BEGIN Provided entries

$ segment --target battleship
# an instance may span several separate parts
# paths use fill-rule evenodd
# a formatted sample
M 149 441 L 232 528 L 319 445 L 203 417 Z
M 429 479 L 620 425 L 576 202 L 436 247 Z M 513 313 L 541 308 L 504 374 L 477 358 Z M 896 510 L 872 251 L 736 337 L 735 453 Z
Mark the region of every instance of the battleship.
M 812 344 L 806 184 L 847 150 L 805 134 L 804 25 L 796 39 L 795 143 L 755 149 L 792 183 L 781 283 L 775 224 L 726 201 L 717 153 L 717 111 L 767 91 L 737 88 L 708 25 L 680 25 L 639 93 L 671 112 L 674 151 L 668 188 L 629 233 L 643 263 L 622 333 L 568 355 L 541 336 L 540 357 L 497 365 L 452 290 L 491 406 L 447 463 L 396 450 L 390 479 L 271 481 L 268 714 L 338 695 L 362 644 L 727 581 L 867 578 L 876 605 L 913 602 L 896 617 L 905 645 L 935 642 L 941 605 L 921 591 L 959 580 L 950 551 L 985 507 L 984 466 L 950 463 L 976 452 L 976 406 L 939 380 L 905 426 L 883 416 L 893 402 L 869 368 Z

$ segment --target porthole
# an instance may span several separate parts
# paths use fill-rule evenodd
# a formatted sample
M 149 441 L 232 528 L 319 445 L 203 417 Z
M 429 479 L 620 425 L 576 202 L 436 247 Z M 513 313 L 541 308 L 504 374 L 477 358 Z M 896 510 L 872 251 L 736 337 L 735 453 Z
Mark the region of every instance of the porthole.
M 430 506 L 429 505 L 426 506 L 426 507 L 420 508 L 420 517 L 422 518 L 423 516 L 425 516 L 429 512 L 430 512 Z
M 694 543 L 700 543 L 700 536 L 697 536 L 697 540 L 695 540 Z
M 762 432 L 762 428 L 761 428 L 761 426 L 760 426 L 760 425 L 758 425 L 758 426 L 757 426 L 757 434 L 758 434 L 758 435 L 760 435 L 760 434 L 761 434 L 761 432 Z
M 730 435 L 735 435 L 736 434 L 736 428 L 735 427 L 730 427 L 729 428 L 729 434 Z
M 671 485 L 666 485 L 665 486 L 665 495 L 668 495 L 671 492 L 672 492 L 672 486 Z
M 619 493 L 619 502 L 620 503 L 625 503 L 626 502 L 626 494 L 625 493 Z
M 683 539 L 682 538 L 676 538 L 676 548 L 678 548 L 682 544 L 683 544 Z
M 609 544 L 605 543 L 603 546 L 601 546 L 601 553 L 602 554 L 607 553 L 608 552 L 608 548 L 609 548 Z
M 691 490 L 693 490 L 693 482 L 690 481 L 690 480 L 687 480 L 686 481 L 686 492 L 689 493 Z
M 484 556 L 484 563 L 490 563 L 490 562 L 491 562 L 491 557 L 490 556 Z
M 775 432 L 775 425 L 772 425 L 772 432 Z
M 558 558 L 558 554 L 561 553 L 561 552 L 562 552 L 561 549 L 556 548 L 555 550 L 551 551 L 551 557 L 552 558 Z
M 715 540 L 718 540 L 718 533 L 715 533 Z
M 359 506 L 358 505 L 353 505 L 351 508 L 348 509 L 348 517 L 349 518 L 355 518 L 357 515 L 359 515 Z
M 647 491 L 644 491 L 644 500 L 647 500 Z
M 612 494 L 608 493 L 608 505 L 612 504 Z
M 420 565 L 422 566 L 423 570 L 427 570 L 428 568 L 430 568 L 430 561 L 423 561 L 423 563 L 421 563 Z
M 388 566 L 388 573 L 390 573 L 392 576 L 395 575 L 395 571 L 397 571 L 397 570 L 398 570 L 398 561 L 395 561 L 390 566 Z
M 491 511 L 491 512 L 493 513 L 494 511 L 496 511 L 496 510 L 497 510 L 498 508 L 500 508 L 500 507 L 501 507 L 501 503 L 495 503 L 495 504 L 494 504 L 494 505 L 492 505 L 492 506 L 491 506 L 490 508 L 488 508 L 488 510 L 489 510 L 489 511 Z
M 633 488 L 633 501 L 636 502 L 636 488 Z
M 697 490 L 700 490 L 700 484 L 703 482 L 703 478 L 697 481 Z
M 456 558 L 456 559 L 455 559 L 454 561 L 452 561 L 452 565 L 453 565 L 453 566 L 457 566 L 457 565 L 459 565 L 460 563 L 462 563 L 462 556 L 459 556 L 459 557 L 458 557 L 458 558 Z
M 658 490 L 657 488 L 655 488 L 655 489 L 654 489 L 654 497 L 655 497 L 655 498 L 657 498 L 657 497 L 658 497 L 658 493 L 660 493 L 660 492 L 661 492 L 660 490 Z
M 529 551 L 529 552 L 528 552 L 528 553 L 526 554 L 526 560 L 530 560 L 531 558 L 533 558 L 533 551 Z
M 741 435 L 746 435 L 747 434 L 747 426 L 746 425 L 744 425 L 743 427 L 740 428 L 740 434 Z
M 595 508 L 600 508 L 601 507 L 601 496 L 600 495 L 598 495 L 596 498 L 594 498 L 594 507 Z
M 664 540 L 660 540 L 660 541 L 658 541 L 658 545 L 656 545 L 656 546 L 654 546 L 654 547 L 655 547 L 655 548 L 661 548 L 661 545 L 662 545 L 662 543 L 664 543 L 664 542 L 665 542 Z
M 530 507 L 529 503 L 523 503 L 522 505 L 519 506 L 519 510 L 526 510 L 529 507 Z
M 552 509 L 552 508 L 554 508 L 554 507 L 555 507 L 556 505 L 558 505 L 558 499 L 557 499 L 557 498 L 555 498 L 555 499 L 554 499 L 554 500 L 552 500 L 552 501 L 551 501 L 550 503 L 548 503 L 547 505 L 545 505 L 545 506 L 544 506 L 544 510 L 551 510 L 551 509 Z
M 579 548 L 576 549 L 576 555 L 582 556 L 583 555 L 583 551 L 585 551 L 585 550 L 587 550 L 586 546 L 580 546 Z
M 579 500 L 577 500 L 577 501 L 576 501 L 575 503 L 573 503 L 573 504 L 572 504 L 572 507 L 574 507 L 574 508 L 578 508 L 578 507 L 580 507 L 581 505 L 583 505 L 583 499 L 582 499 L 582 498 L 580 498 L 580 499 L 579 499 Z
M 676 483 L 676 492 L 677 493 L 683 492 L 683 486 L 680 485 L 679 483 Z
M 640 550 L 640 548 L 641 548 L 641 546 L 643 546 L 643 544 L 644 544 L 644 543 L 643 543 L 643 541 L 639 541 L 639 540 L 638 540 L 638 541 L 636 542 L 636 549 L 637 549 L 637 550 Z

END Provided entries

The data above is to be returned exactly, with nothing altered.

Task output:
$ segment --target battleship
# an instance may span several separate parts
# paths use fill-rule evenodd
# a formatted sample
M 149 441 L 232 528 L 319 445 L 203 417 Z
M 429 479 L 620 425 L 576 202 L 436 247 Z M 513 313 L 541 308 L 504 374 L 477 358 Z M 896 510 L 872 251 L 736 337 L 735 453 Z
Mark the region of every instance of the battleship.
M 812 344 L 806 184 L 847 150 L 805 134 L 804 25 L 796 39 L 795 143 L 755 149 L 792 183 L 781 283 L 775 224 L 726 201 L 717 153 L 717 111 L 767 91 L 737 88 L 708 25 L 680 25 L 639 93 L 671 112 L 674 151 L 668 188 L 629 233 L 643 263 L 622 333 L 568 355 L 541 336 L 540 357 L 497 365 L 452 290 L 491 406 L 447 463 L 396 450 L 390 479 L 271 481 L 268 714 L 338 695 L 362 644 L 727 581 L 867 578 L 876 605 L 913 602 L 896 617 L 905 645 L 935 642 L 941 605 L 921 591 L 959 580 L 950 551 L 985 507 L 984 466 L 950 463 L 976 452 L 976 406 L 939 380 L 905 426 L 883 416 L 893 402 L 869 368 Z

$ segment --target porthole
# an instance may span several separate parts
# paths use fill-rule evenodd
# a formatted sample
M 149 441 L 232 528 L 319 445 L 203 417 Z
M 429 479 L 620 425 L 576 202 L 436 247 Z M 513 313 L 541 308 L 504 374 L 477 358 Z M 896 510 L 872 251 L 736 337 L 735 453 Z
Mark the region of every instance of the porthole.
M 430 506 L 429 505 L 426 506 L 426 507 L 420 508 L 420 517 L 422 518 L 423 516 L 425 516 L 429 512 L 430 512 Z
M 694 543 L 700 543 L 700 536 L 697 536 L 697 540 L 695 540 Z
M 762 432 L 762 428 L 761 428 L 761 426 L 760 426 L 760 425 L 758 425 L 758 426 L 757 426 L 757 434 L 758 434 L 758 435 L 760 435 L 760 434 L 761 434 L 761 432 Z
M 730 435 L 735 435 L 736 434 L 736 428 L 735 427 L 730 427 L 729 428 L 729 434 Z
M 671 485 L 666 485 L 665 486 L 665 495 L 668 495 L 671 492 L 672 492 L 672 486 Z
M 619 493 L 619 502 L 620 503 L 625 503 L 626 502 L 626 494 L 625 493 Z
M 683 539 L 682 538 L 676 538 L 676 548 L 678 548 L 682 544 L 683 544 Z
M 609 544 L 605 543 L 603 546 L 601 546 L 601 553 L 602 554 L 607 553 L 608 552 L 608 548 L 609 548 Z
M 691 490 L 693 490 L 693 482 L 690 481 L 690 480 L 687 480 L 686 481 L 686 492 L 689 493 Z
M 484 556 L 484 563 L 490 563 L 490 562 L 491 562 L 491 557 L 490 556 Z
M 775 432 L 775 425 L 772 425 L 772 432 Z
M 558 558 L 558 554 L 561 553 L 561 552 L 562 552 L 561 549 L 556 548 L 555 550 L 551 551 L 551 557 L 552 558 Z
M 715 540 L 718 540 L 718 533 L 715 533 Z
M 359 506 L 358 505 L 353 505 L 351 508 L 348 509 L 348 517 L 349 518 L 355 518 L 357 515 L 359 515 Z
M 647 491 L 644 491 L 644 500 L 647 500 Z
M 612 494 L 608 493 L 608 505 L 612 504 Z
M 420 565 L 422 566 L 423 570 L 427 570 L 428 568 L 430 568 L 430 561 L 423 561 L 423 563 L 421 563 Z
M 388 566 L 388 573 L 390 573 L 392 576 L 395 575 L 395 571 L 397 571 L 397 570 L 398 570 L 398 561 L 395 561 L 390 566 Z
M 491 511 L 491 512 L 493 513 L 494 511 L 496 511 L 496 510 L 497 510 L 498 508 L 500 508 L 500 507 L 501 507 L 501 503 L 495 503 L 495 504 L 494 504 L 494 505 L 492 505 L 492 506 L 491 506 L 490 508 L 488 508 L 488 510 L 489 510 L 489 511 Z
M 633 488 L 633 501 L 636 502 L 636 488 Z
M 697 490 L 700 490 L 700 484 L 703 482 L 703 478 L 697 481 Z
M 456 558 L 456 559 L 455 559 L 454 561 L 452 561 L 452 565 L 453 565 L 453 566 L 457 566 L 457 565 L 459 565 L 460 563 L 462 563 L 462 556 L 459 556 L 459 557 L 458 557 L 458 558 Z
M 658 490 L 657 488 L 655 488 L 655 489 L 654 489 L 654 497 L 655 497 L 655 498 L 657 498 L 657 497 L 658 497 L 658 493 L 660 493 L 660 492 L 661 492 L 660 490 Z
M 529 551 L 529 552 L 528 552 L 528 553 L 526 554 L 526 560 L 530 560 L 531 558 L 533 558 L 533 551 Z
M 741 435 L 746 435 L 747 434 L 747 426 L 746 425 L 744 425 L 743 427 L 740 428 L 740 434 Z
M 595 508 L 600 508 L 601 507 L 601 496 L 600 495 L 598 495 L 596 498 L 594 498 L 594 507 Z
M 664 540 L 660 540 L 660 541 L 658 541 L 658 545 L 656 545 L 656 546 L 654 546 L 654 547 L 655 547 L 655 548 L 661 548 L 661 545 L 662 545 L 662 543 L 664 543 L 664 542 L 665 542 Z
M 530 507 L 529 503 L 523 503 L 522 505 L 519 506 L 519 510 L 526 510 L 529 507 Z
M 552 509 L 552 508 L 554 508 L 554 507 L 555 507 L 556 505 L 558 505 L 558 499 L 557 499 L 557 498 L 555 498 L 555 499 L 554 499 L 554 500 L 552 500 L 552 501 L 551 501 L 550 503 L 548 503 L 547 505 L 545 505 L 545 506 L 544 506 L 544 510 L 551 510 L 551 509 Z
M 579 548 L 576 549 L 576 555 L 582 556 L 583 555 L 583 551 L 585 551 L 585 550 L 587 550 L 586 546 L 580 546 Z
M 579 500 L 577 500 L 577 501 L 576 501 L 575 503 L 573 503 L 573 504 L 572 504 L 572 507 L 574 507 L 574 508 L 578 508 L 578 507 L 580 507 L 581 505 L 583 505 L 583 499 L 582 499 L 582 498 L 580 498 L 580 499 L 579 499 Z
M 676 483 L 676 492 L 677 493 L 683 492 L 683 486 L 680 485 L 679 483 Z
M 640 550 L 640 548 L 641 548 L 641 546 L 643 546 L 643 544 L 644 544 L 644 543 L 643 543 L 643 541 L 639 541 L 639 540 L 638 540 L 638 541 L 636 542 L 636 549 L 637 549 L 637 550 Z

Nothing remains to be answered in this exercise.